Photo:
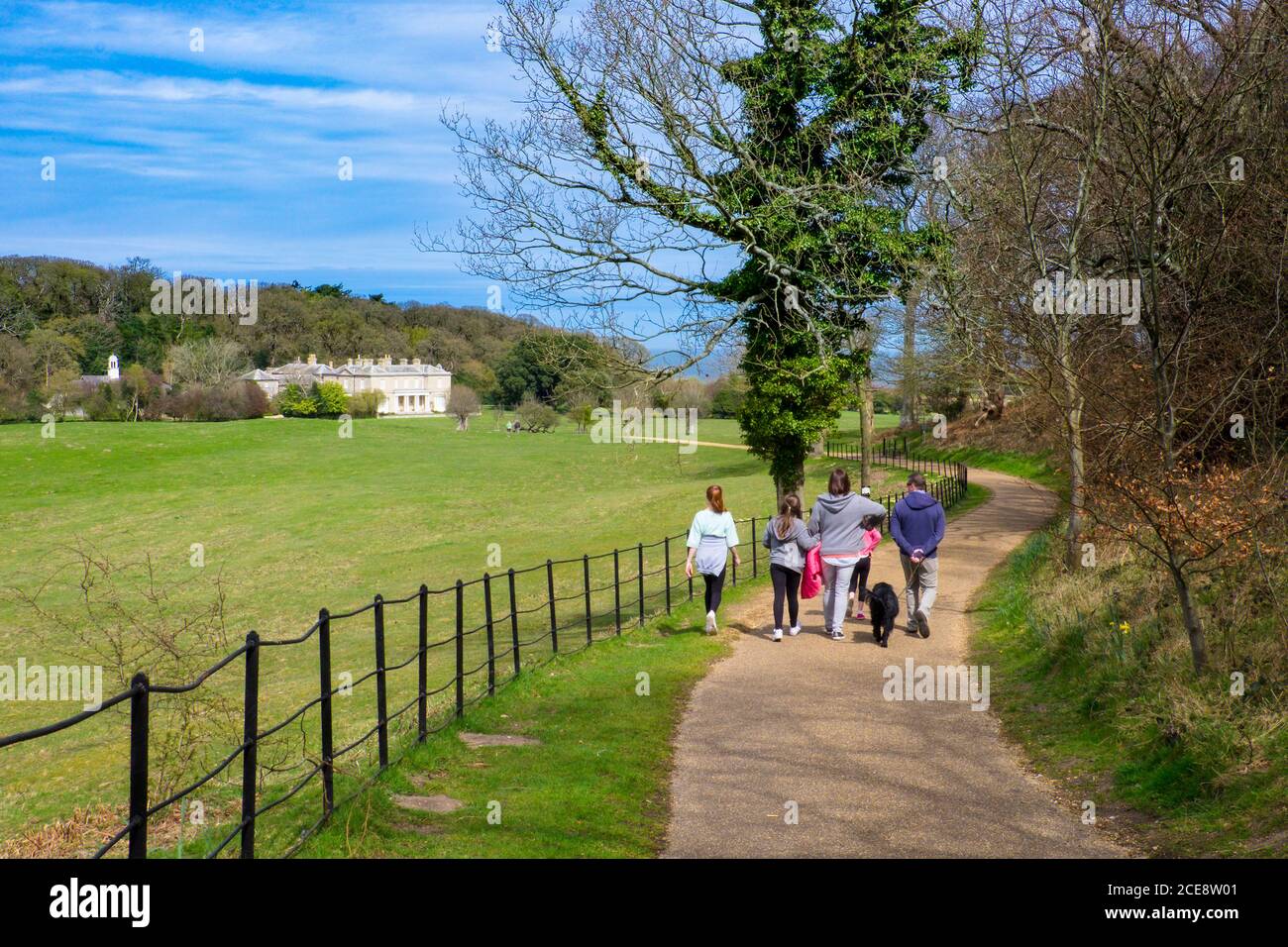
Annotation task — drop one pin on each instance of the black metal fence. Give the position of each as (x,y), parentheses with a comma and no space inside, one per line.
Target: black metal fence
(951,478)
(644,581)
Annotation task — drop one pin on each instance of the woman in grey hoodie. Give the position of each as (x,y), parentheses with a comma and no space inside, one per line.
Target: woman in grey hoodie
(787,541)
(837,521)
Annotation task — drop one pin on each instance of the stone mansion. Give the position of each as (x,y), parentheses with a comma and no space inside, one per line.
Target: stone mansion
(410,388)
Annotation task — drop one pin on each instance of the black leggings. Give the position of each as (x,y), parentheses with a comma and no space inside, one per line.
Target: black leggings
(715,585)
(786,585)
(859,579)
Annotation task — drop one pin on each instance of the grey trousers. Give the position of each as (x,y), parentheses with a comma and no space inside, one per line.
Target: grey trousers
(922,587)
(837,594)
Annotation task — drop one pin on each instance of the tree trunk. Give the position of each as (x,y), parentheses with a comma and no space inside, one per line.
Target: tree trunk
(909,368)
(1077,460)
(868,428)
(1190,617)
(795,486)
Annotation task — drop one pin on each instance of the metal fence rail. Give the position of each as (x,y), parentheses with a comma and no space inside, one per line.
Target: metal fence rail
(632,602)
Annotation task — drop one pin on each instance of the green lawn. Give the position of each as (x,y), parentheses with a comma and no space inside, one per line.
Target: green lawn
(597,784)
(291,518)
(295,518)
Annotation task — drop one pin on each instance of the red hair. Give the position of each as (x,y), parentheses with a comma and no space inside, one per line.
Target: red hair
(715,496)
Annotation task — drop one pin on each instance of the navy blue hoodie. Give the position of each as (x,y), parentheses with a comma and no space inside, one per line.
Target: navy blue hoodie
(917,523)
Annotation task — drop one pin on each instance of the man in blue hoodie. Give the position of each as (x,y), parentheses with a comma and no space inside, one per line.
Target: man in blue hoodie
(917,527)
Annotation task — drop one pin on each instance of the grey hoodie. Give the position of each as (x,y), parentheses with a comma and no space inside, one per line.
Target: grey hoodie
(790,552)
(837,521)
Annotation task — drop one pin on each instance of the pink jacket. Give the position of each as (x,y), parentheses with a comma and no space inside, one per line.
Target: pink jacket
(811,577)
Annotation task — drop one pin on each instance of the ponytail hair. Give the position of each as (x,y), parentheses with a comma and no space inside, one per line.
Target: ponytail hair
(787,509)
(715,496)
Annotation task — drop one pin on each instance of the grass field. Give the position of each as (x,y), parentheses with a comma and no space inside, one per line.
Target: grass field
(597,784)
(292,518)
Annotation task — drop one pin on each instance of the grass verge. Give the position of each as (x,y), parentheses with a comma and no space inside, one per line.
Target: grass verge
(1177,762)
(595,788)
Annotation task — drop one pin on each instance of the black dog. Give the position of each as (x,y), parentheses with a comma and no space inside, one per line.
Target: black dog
(885,608)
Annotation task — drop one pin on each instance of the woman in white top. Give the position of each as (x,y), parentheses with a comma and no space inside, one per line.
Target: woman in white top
(711,538)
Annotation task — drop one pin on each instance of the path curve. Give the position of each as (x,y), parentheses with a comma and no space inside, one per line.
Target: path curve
(805,722)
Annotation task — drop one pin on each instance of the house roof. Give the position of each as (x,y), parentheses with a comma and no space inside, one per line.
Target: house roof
(390,369)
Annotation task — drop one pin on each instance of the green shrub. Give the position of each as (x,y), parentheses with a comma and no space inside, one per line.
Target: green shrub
(536,416)
(330,398)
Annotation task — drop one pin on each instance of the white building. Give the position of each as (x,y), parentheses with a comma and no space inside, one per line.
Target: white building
(410,388)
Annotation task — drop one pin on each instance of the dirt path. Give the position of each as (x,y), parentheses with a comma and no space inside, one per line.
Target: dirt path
(804,722)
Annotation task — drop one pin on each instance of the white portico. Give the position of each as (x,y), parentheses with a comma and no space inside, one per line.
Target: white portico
(410,388)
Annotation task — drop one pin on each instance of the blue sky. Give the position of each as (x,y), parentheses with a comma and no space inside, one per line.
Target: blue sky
(224,161)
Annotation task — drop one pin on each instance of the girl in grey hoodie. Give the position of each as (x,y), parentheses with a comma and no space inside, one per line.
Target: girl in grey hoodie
(837,521)
(787,541)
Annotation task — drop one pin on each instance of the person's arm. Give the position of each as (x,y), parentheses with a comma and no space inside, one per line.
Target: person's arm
(732,539)
(695,539)
(940,526)
(695,532)
(897,532)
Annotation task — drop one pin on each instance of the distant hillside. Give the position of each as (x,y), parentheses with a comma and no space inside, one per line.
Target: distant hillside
(106,309)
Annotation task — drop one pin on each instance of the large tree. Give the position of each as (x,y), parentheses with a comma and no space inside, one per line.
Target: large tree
(707,171)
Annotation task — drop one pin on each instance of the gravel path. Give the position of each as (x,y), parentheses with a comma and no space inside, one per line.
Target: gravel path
(803,727)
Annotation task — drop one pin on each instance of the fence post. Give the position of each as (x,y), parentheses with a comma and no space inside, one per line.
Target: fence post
(585,585)
(140,766)
(250,745)
(460,648)
(490,635)
(381,706)
(666,553)
(423,661)
(617,591)
(640,551)
(514,625)
(325,693)
(550,589)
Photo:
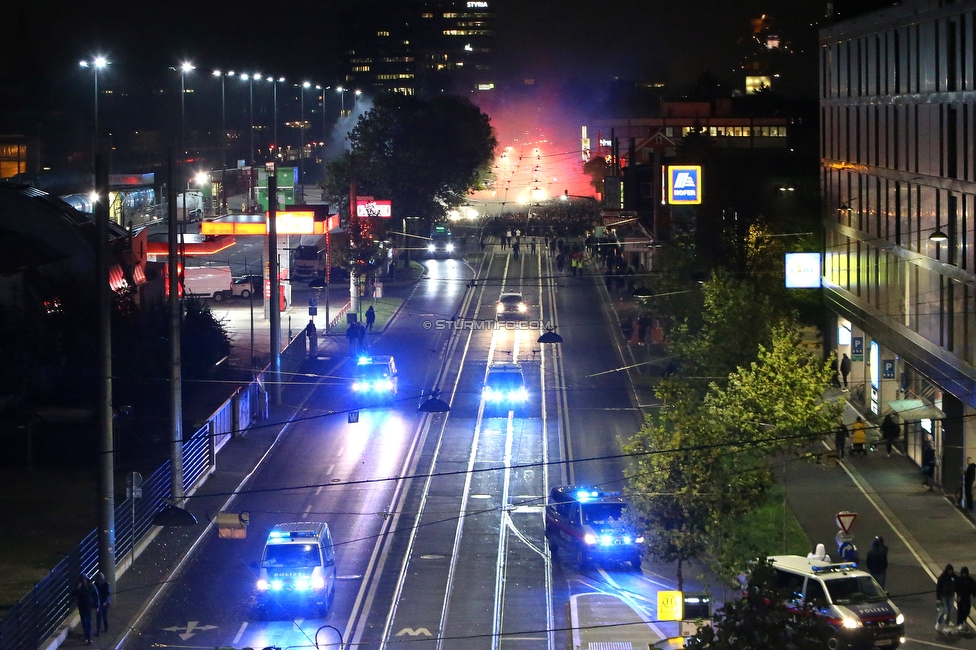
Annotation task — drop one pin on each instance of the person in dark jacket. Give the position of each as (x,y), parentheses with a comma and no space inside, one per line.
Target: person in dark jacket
(877,560)
(845,368)
(965,588)
(840,439)
(928,464)
(945,593)
(890,432)
(104,598)
(968,478)
(86,597)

★ ★ ★ ★ ★ ★ ★

Give back, word for word, the lines from the one containing "of the fence" through the last line of the listing above; include both ends and exclude the pictures.

REPLY ▸
Annotation task — drop one pin on each instance of the fence post. Give the position of each as (x,y), parentheses with a comma and no space inside, one per line.
Target: fence post
(585,585)
(140,766)
(250,745)
(460,648)
(490,635)
(381,706)
(666,553)
(423,661)
(617,591)
(640,551)
(514,625)
(325,693)
(550,589)
Photo:
Annotation task — drop one pin on each instance of the person in dark jacket. Give the position of each as (x,y), parentheses with a comma and no space inside, one per line.
Target: person in dark jacket
(877,560)
(845,368)
(965,588)
(840,439)
(928,464)
(945,593)
(890,432)
(104,598)
(968,478)
(86,597)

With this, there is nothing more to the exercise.